### [КОРОТКОЕ ЗАДАНИЕ A]
Процитируйте из текста о Вийоне отрывок от «У поэта больше» по «не думает поститься.» включительно.
### [КОРОТКОЕ ЗАДАНИЕ B]
Какие дни недели, согласно тексту о Вийоне, узник из автопортрета выбирает для поста?
### [КОРОТКОЕ ЗАДАНИЕ C]
Допишите продолжение текста о Вийоне, начиная сразу после его последнего предложения.

Обращаясь к своим прежним друзьям с длинным посланием, Вийон рисует картину былого счастья – счастья, сотканного из беззаботности, разных уловок и маленьких радостей. Любить, танцевать, пить, понемногу сочинять стихи и чуточку размышлять; критика другого здесь – это программа для самого себя. Простое счастье – это когда живешь, не замечая его, – его замечают, лишь когда утрачивают.

Ответьте, баловни побед, Танцор, искусник и поэт, Ловкач лихой, фигляр холеный, Нарядных дам блестящий цвет, Оставите ль вы здесь Вийона? [200]

Это тоже образ счастья, но видится он теперь из мрачной тюрьмы, где глотки сухи и издают звук, похожий на щелканье погремушки.

Ваганты, певуны и музыканты, Молодчики с тугими кошельками, Комедианты, ухари и франты, Разумники в обнимку с дураками, Он брошен вами, подыхает в яме. А смерть придет – поднимете вы чарки, Но воскресят ли мертвого припарки?

У поэта больше нет желания смеяться, и с подмигиванием на этот раз ничего не получается. Очень нужен будет ему теплый бульон, когда его не станет! Единственный штрих иронии – в автопортрете узника, который постится по воскресеньям и вторникам, именно когда никто и не думает поститься.

Записи разметки изображений
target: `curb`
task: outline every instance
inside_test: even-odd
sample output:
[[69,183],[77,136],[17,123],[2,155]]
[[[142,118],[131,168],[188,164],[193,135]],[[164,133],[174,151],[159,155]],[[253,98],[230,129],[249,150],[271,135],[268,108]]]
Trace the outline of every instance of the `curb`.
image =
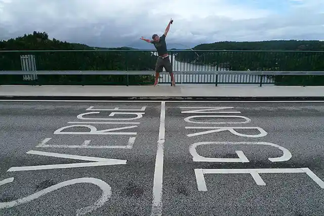
[[113,96],[0,96],[1,100],[60,100],[60,101],[324,101],[323,97],[113,97]]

### [ОТВЕТ НА ЗАДАНИЕ A]
У поэта больше нет желания смеяться, и с подмигиванием на этот раз ничего не получается. Очень нужен будет ему теплый бульон, когда его не станет! Единственный штрих иронии – в автопортрете узника, который постится по воскресеньям и вторникам, именно когда никто и не думает поститься.

### [ОТВЕТ НА ЗАДАНИЕ B]
Воскресенья и вторники.

### [ОТВЕТ НА ЗАДАНИЕ C]
Ни смеха, ни улыбки: это попросту скорбное одиночество человека, что умрет, покинутый друзьями. Взгляните на него в сем гиблом месте [201] .

Вийон очень изменился. Какова бы ни была причина его заточения, он считает себя жертвой ошибки. Когда он шатался по дорогам, был нищим, когда его искали и даже арестовывали, тогда он не чувствовал еще настоящей горести. Теперь он скис. Его внутреннему взору представляется новый образ Вийона, образ жертвы общества. В сердце беззаботного шутника, писавшего «Малое завещание», а потом бежавшего от малозавидной судьбы, была лишь нежность, предназначавшаяся друзьям, и ирония, предназначавшаяся всем другим людям; и не без гордости он называл себя школяром. Узник Мёна составляет колючий букет из всех пережитых страданий и предлагает его самому себе, ставшему другим человеком.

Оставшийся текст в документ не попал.